## TASK TO CARRY OUT
Reproduce the lines below word for word, starting with the first line and continuing up to and including the line that contains "(1174, 569)".

## MATERIAL PROVIDED
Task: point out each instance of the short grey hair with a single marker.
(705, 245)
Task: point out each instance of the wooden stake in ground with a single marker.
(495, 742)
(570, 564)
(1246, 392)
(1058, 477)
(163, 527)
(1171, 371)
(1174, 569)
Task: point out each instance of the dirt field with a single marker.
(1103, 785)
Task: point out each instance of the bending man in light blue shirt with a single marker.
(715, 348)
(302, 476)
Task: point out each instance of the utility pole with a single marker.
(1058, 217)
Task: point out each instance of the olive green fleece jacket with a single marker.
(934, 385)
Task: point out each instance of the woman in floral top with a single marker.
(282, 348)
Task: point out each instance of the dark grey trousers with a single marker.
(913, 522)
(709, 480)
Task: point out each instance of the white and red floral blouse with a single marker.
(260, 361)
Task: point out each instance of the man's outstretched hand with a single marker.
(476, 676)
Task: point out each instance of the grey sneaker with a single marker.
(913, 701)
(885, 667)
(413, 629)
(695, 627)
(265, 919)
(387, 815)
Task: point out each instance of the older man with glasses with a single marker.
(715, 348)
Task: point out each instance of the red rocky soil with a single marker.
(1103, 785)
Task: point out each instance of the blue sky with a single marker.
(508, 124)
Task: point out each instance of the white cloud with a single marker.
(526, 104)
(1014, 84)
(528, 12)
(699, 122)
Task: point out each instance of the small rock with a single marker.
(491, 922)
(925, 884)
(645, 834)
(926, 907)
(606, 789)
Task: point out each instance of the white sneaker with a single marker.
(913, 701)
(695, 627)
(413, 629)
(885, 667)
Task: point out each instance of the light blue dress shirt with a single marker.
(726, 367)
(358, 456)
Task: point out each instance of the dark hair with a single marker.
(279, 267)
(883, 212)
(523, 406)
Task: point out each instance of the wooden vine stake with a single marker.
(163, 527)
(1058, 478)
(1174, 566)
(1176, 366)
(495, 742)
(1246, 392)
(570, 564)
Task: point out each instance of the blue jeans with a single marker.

## ANSWER FOR THE TASK
Task: point out each instance of the short grey hair with a single marker.
(705, 245)
Task: point out each instance of the wooden stake in ground with a single marker.
(495, 742)
(570, 564)
(1246, 392)
(1058, 477)
(163, 527)
(1171, 371)
(1174, 569)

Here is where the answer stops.